§ **Excerpted text**
..............................

The problem lies in proving it.

Brown bear populations have been estimated based on data from other similar areas, but no actual census has been done because of the logistical difficulties and the expense, Selinger said.

What’s left is mostly a gut instinct based on available information.

“I have no doubt that there’s more. I can’t prove it scientifically, but all the anecdotal information — and it’s plentiful — is there’s more brown bears on the Kenai than there were 10 years ago,” Selinger said.

Longtime peninsula guide and lifelong Alaskan Laine Lahndt agrees.

“I feel that there’s more here than when I was a kid growing up here,” said Lahndt, whose grandparents settled near Kasilof in the 1930s. “My brother and I ran all over Kasilof and never saw a brown bear or even saw a brown bear track. Now I routinely see bears, and we’re consistently seeing tracks up and down our road.

“There’s just a lot more bears than there used to be.”

Although he sympathizes with those who are worried about bears in urban areas, Lahndt, who runs a winter trapline on Tustumena Lake and has been involved in big-game guiding for nearly 30 years, is more concerned about rising brown bear numbers for another reason: their skillful predation on moose calves.

..............................

§ **What this exercise asks**
(1) In the brown bear text, when did Lahndt's grandparents settle near Kasilof?
(2) Decide whether each statement agrees with the brown bear text, and quote the words that settle it: (a) An actual census of brown bears has been carried out. (b) Lahndt runs a winter trapline on Tustumena Lake. (c) Selinger says he can prove scientifically that there are more brown bears.
(3) Carry on the brown bear text, starting after its final sentence.

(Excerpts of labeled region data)
..............................

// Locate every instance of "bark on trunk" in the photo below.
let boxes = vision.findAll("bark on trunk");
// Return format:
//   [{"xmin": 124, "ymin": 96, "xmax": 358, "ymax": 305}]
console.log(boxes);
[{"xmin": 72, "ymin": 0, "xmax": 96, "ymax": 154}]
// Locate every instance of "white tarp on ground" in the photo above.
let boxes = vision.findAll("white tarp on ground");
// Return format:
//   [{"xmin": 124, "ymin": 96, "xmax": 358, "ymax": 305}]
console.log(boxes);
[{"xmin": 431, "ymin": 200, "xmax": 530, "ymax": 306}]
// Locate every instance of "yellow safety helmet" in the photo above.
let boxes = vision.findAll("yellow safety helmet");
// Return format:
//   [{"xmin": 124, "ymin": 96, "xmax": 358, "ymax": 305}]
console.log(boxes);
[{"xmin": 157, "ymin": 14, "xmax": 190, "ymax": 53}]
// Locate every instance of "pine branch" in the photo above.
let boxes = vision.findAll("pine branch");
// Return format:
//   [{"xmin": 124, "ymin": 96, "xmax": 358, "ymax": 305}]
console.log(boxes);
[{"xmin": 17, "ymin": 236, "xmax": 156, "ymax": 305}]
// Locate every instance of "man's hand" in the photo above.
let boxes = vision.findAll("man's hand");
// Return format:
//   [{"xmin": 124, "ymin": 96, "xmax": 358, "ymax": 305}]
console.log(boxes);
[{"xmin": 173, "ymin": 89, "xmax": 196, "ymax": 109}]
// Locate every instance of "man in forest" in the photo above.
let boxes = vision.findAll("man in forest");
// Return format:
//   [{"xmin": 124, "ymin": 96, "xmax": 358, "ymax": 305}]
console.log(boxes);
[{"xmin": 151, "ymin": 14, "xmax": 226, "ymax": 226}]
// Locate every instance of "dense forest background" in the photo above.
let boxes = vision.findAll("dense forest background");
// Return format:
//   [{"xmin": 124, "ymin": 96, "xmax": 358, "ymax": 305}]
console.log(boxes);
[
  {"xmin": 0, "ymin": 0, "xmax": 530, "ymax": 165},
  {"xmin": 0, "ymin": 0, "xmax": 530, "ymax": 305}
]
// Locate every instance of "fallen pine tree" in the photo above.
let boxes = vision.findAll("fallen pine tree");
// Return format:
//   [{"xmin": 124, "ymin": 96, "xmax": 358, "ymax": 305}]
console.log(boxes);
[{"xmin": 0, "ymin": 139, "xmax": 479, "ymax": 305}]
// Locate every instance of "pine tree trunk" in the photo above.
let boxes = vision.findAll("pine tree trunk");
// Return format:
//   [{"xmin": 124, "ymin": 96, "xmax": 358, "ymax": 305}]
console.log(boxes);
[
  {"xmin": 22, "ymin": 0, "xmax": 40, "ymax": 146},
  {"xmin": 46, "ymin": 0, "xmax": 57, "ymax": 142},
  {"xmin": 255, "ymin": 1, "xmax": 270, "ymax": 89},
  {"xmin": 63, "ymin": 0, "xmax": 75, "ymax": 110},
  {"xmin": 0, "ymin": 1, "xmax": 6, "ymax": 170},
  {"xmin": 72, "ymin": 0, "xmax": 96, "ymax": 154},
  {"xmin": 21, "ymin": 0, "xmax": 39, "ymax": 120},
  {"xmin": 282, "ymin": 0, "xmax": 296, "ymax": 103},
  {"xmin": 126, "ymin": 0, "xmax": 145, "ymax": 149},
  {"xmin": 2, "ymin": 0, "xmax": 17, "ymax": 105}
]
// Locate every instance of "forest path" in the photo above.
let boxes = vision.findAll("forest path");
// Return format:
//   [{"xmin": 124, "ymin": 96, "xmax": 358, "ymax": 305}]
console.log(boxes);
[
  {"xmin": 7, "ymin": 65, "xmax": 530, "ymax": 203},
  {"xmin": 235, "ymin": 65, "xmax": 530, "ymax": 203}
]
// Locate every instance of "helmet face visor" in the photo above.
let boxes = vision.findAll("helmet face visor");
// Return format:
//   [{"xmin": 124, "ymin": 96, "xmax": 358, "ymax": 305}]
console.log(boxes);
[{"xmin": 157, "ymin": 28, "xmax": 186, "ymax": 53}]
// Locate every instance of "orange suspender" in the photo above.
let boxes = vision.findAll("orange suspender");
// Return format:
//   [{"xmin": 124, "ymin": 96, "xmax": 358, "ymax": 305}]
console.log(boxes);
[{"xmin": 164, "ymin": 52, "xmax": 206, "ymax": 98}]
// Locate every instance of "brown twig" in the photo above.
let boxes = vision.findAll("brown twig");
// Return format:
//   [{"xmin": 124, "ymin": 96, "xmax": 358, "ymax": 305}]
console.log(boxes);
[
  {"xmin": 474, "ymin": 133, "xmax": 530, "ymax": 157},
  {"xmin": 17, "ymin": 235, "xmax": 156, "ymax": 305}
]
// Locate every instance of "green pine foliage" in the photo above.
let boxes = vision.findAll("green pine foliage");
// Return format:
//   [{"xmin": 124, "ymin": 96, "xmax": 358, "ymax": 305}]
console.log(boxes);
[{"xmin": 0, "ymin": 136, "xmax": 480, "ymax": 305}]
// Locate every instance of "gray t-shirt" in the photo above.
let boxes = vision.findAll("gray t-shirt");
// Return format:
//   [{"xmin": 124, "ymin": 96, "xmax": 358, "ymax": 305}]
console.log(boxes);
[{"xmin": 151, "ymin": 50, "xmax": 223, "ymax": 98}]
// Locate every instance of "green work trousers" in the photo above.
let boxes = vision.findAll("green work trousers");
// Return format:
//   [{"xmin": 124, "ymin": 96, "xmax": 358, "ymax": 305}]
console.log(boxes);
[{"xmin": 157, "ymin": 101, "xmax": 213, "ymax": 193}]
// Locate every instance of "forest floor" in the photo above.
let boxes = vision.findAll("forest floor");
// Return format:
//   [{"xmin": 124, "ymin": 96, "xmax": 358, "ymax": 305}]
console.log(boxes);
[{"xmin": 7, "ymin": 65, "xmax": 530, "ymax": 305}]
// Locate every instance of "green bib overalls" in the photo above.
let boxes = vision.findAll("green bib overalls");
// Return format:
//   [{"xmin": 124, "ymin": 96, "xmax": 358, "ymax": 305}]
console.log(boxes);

..............................

§ **Per-task answers**
(1) They settled near Kasilof in the 1930s.

(2)
(a) No: "no actual census has been done because of the logistical difficulties and the expense"
(b) Yes: "runs a winter trapline on Tustumena Lake"
(c) No: "I can’t prove it scientifically"

(3)
On the Kenai, brown bears, black bears and wolves prey upon moose calves. Lahndt said brown bears do the most damage, and, if their population is not controlled, peninsula residents are likely to note a significant decline in the moose population in the next few years.

Of bear-human conflicts, he said, “A bear lives by his nose. So we can learn to control and minimize those problems.”

Of bear-moose conflicts: “Predation is one of the things that bothers me most.”

Despite the fact that humans have killed 90 brown bears in just the last three years, “We’re not seeing any indication of the bear population declining.”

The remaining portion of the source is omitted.